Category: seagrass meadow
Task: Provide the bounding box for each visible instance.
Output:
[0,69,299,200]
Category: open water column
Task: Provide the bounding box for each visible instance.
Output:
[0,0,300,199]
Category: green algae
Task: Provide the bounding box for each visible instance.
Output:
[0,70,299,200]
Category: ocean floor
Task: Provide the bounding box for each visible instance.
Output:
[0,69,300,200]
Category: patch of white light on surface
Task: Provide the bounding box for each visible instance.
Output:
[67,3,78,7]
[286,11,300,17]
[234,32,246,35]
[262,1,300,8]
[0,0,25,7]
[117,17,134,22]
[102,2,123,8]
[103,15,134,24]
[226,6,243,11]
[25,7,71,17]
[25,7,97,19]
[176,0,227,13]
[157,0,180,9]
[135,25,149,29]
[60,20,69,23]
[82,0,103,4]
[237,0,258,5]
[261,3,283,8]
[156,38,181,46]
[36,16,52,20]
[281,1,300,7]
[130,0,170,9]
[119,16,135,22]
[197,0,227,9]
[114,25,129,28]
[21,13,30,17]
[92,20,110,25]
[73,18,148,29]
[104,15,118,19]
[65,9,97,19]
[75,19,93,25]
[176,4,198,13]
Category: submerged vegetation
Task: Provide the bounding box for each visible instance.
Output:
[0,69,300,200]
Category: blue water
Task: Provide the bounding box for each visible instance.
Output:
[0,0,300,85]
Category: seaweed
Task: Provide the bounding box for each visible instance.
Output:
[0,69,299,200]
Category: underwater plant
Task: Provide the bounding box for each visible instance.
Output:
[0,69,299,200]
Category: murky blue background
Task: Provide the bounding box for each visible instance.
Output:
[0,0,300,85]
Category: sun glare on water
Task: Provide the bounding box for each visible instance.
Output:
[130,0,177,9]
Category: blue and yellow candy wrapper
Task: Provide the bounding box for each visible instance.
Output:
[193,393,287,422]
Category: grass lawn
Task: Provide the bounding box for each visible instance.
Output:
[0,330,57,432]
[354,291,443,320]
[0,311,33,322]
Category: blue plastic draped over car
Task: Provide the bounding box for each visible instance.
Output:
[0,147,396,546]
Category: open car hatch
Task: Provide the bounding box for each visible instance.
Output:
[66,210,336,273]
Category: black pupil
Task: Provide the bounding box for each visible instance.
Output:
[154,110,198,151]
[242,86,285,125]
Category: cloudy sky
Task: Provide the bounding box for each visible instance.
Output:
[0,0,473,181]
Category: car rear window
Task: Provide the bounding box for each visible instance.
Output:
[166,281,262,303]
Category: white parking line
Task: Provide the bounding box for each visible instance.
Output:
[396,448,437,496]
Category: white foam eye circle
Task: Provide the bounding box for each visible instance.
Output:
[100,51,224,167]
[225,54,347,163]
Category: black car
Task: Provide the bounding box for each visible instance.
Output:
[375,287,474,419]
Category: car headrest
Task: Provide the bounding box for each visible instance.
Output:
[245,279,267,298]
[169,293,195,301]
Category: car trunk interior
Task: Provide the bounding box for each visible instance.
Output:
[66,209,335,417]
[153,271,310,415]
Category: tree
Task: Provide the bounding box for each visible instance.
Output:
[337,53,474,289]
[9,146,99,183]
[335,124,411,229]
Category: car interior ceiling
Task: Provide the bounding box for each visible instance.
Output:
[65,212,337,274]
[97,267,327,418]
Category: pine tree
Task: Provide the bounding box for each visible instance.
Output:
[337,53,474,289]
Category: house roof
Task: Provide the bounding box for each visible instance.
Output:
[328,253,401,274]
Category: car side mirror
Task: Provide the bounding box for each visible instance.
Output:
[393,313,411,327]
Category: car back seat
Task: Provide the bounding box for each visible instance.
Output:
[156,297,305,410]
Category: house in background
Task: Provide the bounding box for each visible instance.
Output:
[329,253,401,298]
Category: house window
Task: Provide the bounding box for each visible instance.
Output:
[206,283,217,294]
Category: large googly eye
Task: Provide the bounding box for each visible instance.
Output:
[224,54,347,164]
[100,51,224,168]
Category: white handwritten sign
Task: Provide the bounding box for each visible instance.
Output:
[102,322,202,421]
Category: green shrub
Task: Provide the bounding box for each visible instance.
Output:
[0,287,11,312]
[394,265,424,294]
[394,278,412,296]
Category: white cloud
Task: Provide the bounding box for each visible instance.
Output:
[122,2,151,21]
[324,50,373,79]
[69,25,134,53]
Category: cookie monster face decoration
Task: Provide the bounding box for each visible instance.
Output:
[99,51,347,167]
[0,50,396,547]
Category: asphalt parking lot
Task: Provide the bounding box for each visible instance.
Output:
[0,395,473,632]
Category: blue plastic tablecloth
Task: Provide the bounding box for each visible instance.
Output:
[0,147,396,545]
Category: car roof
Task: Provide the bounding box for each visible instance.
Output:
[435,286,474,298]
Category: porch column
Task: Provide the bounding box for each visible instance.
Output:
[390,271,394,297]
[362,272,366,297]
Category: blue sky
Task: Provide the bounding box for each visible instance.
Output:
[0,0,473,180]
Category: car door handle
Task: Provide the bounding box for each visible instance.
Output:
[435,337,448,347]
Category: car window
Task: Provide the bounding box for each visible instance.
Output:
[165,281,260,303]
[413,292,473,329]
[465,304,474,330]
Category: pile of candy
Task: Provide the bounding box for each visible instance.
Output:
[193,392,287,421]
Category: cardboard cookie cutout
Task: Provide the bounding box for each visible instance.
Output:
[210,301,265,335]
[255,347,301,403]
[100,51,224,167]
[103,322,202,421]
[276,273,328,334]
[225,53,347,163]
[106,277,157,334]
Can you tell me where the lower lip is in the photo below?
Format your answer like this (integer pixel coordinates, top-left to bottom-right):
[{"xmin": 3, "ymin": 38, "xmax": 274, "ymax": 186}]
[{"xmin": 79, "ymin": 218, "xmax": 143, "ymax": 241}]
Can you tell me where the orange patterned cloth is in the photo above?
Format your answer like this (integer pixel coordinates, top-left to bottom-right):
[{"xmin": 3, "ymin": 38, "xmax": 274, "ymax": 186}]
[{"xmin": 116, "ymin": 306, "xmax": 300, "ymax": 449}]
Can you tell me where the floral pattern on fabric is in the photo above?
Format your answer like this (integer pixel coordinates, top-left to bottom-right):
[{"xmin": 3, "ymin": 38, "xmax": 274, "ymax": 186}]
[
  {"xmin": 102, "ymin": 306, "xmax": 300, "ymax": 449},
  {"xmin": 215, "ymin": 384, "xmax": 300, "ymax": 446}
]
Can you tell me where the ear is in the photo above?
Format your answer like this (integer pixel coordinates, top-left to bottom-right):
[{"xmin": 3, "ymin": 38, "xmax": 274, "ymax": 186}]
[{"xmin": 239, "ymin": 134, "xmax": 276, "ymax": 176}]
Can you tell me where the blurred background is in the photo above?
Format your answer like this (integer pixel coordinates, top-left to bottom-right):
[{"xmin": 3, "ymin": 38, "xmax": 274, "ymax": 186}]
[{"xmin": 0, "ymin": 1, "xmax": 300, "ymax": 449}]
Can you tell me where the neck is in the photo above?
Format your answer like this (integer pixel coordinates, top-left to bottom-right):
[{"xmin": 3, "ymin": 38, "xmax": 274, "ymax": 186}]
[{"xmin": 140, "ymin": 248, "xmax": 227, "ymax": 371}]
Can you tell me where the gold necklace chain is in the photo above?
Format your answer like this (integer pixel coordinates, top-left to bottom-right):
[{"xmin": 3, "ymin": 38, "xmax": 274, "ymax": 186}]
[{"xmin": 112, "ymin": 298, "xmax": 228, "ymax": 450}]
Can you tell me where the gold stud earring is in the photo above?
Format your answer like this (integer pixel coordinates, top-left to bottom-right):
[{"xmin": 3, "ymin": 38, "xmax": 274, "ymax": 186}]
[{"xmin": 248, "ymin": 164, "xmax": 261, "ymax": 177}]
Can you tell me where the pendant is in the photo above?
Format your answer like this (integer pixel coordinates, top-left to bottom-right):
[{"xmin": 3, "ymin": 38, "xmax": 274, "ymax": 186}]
= = = = = = =
TASK DESCRIPTION
For each line in the data that holds the word "black", copy the line.

RESPONSE TO THE TASK
Category: black pupil
Category: black car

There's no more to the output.